**PROVIDED PASSAGE**
___

10 replies to this topic

[bonanova]

Arrange six quarters around the perimeter of a central quarter,
and twelve more around the new perimeter. That makes six rows
of 3 coins, six rows of 4 coins and three rows of 5 coins.

Number each coin with a different number from 1-19 so that
the same sum is achieved along all fifteen rows.

What is that sum?

OK now that we have that settled, find the numbers.

Edited by bonanova, 06 March 2009 - 01:36 PM.
Add the final question

[Merrick]

Spoiler for Here is my try

Totaling the coins (1 - 19) = 190
In one direction you have 5 rows (with 3,4,5,4,3 coins)
The total in all these rows has to be 190. So the sum of one row is 190/5 = 38

The question would be a lot harder if you wanted to know the filled in hexagon :-)

Edited by Merrick, 06 March 2009 - 12:55 PM.

[bonanova]

Spoiler for Here is my try

Totaling the coins (1 - 19) = 190
In one direction you have 5 rows (with 3,4,5,4,3 coins)
The total in all these rows has to be 190. So the sum of one row is 190/5 = 38

The question would be a lot harder if you wanted to know the filled in hexagon :-)

Good point. Go for it.

Nice analysys btw.
And, welcome to the Den

[Juan Daniel R.]

Ok, I think I have the first answer.

Spoiler for What is the sum?

___

**MATERIAL PROVIDED**
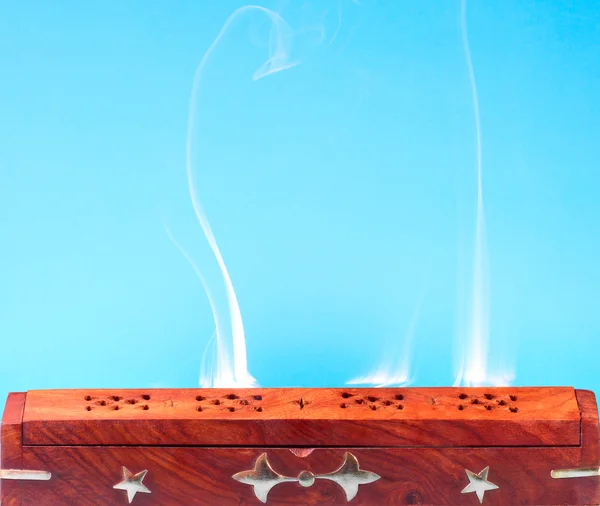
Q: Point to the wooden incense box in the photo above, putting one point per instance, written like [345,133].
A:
[180,447]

___

**WHAT TO DO**
1) Write out the coin-hexagon puzzle thread word for word, everything from "10 replies to" down to "all fifteen rows.".
2) Pick up the forum thread on the nineteen-coin hexagon puzzle after its final line and keep it going.

**ANSWERS**
1)
10 replies to this topic

[bonanova]

Arrange six quarters around the perimeter of a central quarter,
and twelve more around the new perimeter. That makes six rows
of 3 coins, six rows of 4 coins and three rows of 5 coins.

Number each coin with a different number from 1-19 so that
the same sum is achieved along all fifteen rows.

2)
Checking the distribution I realized that every coin will be on 3 and only 3 rows. Therefore if I take the 15 rows and add their sum the result would be:

(1 + 2 + 3 + ... + 19) * 3 = 570

And then since we know all the rows should sum the same then the sum on each row should be:

570 / 15 = 38

Am I on the right track? I'll keep working on the placement of the numbers.

[kitnkat]

First post....hopefully I'm thinking about this right.

Spoiler for my thoughts

If you letter the quarters from the top row across each row you get...

abc
de fg
h i j k l
mnop
qrs

There are 15 possible equations such as a+b+c=38,
a+d+h=38...etc.

If you put those equations together as much as possible like b+c=d+h from two equations listed you end up with 19 equations. 19 equations, 19 unknowns, algebra should be enough to solve it. I'm feeling a bit lazy so I'm not solving them right now, but I'll list them all if someone else is inclined to solve them.

1. b+c=d+h
2. a+b=g+l
3. a+d=m+q
4. c+g=s+p
5. h+m=r+s
6. q+r=l+p
7. d+f+g=m+i+b
8. d+e+f=k+o+r
9. e+f+g=i+n+r
10. n+o+p=i+e+b
11. m+n+p=g+k+r
12. m+n+o=b+f+k
13. m+o+p=d+i+r
14. m+i+e=f+k+p
15. m+e+b=d+n+r
16. g+o+r=b+f+p
17. g+k+o=d+i+n
18. h+i+k+l=a+e+o+s
19. h+i+k+l=c+f+n+q

[bonanova]

Ok, I think I have the first answer.

Spoiler for What is the sum?

Checking the distribution I realized that every coin will be on 3 and only 3 rows. Therefore if I take the 15 rows and add their sum the result would be:

(1 + 2 + 3 + ... + 19) * 3 = 570

And then since we know all the rows should sum the same then the sum on each row should be:

570 / 15 = 38

Am I on the right track? I'll keep working on the placement of the numbers.

You are correct.

[HoustonHokie]

First post....hopefully I'm thinking about this right.

Spoiler for my thoughts

If you letter the quarters from the top row across each row you get...

abc
de fg
h i j k l
mnop
qrs

There are 15 possible equations such as a+b+c=38,
a+d+h=38...etc.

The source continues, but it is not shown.